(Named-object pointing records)
----
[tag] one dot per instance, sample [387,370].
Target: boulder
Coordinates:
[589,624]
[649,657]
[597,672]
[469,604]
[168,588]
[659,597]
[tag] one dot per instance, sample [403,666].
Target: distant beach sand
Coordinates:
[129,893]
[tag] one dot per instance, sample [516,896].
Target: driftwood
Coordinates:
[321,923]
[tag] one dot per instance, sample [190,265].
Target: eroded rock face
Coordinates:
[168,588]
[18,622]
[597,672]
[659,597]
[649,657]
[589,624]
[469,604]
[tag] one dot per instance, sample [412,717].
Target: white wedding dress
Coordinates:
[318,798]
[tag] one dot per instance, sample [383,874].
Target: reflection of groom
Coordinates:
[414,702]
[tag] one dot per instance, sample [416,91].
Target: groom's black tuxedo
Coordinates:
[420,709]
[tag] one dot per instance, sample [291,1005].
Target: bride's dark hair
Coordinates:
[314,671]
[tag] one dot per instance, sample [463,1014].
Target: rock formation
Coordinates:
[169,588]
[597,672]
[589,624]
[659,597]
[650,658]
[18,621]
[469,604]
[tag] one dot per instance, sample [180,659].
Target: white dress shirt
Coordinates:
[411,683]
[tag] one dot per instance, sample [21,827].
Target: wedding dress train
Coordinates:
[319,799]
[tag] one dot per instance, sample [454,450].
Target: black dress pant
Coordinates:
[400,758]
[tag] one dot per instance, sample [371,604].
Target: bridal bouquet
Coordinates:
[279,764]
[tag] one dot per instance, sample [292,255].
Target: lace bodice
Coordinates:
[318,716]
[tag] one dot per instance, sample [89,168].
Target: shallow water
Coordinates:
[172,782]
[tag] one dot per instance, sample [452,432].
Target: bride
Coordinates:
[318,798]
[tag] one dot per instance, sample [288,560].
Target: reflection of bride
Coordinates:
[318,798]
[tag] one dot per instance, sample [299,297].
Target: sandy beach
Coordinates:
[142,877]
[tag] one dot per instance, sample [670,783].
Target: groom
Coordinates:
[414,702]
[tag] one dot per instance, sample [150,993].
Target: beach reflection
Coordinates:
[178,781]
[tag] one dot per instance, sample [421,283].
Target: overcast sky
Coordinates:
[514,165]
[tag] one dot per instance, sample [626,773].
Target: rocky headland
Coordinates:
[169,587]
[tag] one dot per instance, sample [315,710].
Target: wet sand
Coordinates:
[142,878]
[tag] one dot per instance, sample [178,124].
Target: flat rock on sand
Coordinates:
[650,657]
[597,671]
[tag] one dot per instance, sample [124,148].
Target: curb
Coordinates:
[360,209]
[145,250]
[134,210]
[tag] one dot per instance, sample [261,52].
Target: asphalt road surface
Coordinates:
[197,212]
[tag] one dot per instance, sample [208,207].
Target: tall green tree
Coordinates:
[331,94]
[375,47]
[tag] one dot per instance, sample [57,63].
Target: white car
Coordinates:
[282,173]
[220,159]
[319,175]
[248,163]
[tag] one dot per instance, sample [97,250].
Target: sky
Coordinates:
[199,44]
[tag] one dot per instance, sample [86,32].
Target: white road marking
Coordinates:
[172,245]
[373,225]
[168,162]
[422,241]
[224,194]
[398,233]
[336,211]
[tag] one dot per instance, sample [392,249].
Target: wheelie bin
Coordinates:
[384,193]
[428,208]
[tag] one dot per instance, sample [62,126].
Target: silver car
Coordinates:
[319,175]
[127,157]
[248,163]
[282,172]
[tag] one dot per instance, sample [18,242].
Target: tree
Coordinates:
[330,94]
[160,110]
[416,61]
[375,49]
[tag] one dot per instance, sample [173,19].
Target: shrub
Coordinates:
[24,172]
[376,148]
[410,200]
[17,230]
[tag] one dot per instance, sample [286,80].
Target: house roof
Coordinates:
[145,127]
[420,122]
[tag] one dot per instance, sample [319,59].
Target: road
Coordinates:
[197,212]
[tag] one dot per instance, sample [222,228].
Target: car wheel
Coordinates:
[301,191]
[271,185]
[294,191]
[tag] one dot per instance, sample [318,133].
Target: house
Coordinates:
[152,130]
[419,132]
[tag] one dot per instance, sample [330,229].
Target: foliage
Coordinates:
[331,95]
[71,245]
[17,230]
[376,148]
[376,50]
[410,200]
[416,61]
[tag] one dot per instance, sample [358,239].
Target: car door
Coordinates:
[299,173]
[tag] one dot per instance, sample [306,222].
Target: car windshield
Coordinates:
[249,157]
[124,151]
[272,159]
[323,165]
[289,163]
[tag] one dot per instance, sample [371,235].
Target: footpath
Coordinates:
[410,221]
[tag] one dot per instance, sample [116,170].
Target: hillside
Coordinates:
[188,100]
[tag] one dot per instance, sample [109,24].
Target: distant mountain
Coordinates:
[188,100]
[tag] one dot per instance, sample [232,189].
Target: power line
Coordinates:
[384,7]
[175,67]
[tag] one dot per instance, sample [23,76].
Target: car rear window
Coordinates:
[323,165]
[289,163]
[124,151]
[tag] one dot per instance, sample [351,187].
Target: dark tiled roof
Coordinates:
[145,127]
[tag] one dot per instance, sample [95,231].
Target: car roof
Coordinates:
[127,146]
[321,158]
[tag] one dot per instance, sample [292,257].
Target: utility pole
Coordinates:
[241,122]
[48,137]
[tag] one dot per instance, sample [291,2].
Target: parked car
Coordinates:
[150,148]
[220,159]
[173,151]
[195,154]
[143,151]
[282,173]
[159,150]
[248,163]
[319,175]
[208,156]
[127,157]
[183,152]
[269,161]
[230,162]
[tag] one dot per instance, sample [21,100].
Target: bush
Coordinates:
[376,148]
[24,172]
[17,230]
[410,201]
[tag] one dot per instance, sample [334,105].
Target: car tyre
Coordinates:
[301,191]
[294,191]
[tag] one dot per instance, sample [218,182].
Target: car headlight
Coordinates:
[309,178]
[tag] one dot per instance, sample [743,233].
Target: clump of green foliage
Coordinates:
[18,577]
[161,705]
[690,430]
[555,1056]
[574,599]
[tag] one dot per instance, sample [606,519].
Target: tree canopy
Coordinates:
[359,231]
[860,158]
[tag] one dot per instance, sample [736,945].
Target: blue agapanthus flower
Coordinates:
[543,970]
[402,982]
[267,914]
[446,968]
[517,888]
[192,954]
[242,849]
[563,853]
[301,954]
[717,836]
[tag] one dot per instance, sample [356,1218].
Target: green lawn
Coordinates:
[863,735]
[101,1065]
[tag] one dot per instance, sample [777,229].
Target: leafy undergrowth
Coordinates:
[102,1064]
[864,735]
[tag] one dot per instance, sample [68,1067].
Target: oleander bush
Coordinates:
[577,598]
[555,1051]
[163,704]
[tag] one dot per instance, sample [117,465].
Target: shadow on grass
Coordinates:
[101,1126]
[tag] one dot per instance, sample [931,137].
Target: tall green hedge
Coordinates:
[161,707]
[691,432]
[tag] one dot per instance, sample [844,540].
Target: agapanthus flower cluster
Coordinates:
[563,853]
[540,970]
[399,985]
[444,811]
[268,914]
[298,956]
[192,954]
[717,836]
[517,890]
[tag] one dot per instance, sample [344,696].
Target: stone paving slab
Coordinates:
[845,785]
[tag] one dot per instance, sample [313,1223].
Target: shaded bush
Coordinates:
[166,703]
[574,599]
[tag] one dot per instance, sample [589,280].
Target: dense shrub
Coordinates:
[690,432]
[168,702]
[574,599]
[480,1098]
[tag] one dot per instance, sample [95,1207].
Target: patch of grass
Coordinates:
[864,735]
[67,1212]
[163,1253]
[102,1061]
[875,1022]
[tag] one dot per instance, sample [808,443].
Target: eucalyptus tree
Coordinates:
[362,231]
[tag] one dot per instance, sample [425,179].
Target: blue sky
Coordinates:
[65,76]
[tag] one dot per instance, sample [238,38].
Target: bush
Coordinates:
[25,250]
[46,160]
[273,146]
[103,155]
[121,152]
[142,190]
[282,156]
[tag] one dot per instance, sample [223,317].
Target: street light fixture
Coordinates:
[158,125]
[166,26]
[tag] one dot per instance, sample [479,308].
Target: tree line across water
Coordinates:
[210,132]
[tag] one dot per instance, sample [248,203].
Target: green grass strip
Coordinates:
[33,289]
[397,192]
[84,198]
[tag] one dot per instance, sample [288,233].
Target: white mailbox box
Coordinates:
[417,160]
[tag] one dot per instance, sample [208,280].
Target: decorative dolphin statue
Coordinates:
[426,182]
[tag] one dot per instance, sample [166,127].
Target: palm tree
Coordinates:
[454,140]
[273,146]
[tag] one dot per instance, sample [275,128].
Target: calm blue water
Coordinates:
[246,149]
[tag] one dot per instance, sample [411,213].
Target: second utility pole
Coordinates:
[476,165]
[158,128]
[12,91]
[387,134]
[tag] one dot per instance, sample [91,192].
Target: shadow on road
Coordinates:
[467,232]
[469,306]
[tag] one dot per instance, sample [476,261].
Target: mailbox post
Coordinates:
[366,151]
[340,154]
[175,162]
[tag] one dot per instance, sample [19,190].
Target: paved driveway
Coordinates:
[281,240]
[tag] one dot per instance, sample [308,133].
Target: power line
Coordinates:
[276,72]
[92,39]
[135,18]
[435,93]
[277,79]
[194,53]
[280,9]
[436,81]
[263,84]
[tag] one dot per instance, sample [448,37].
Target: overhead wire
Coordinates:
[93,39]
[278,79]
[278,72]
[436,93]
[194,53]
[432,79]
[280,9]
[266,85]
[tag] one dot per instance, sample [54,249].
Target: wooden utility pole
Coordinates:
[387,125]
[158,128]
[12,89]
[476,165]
----
[PROBLEM STATEMENT]:
In the listing above, find the line containing "[tag] one dot per instance, sample [223,317]." and please quote exactly that line through the last one, and no other lines.

[COMPLETE ANSWER]:
[tag] one dot per instance, sample [223,317].
Target: street light fixture
Coordinates:
[158,125]
[166,26]
[tag] one dot per instance, sample [479,308].
Target: tree line across water
Coordinates:
[210,132]
[tag] one dot per instance, sample [248,203].
Target: green grass strip
Coordinates:
[33,289]
[397,192]
[84,198]
[tag] one dot per instance, sample [288,233].
Target: white mailbox box
Coordinates:
[417,160]
[tag] one dot per instance, sample [208,280].
Target: decorative dolphin statue
Coordinates:
[426,182]
[tag] one dot per instance, sample [166,127].
Target: palm tree
Coordinates:
[454,140]
[273,146]
[tag] one dot per instance, sample [275,128].
Target: calm blue water
Coordinates:
[246,149]
[tag] one dot per instance, sample [411,213].
Target: second utility pole
Coordinates:
[476,165]
[158,128]
[12,91]
[387,134]
[tag] one dot per instance, sample [91,192].
Target: shadow on road
Coordinates:
[467,232]
[469,306]
[tag] one dot per instance, sample [476,261].
Target: mailbox post
Coordinates:
[366,151]
[340,154]
[175,162]
[tag] one dot per instance, sample [19,190].
Target: paved driveway
Coordinates:
[281,240]
[tag] one dot per instance, sample [308,133].
Target: power line
Coordinates:
[276,72]
[92,39]
[135,18]
[435,93]
[277,79]
[194,53]
[280,9]
[436,81]
[263,84]
[tag] one dot per instance, sample [448,37].
Target: overhead wire
Coordinates:
[93,39]
[278,79]
[278,72]
[436,93]
[194,53]
[432,79]
[280,9]
[266,85]
[tag] one dot per instance, sample [54,249].
Target: wooden utility pole
Coordinates:
[387,125]
[158,128]
[12,89]
[476,165]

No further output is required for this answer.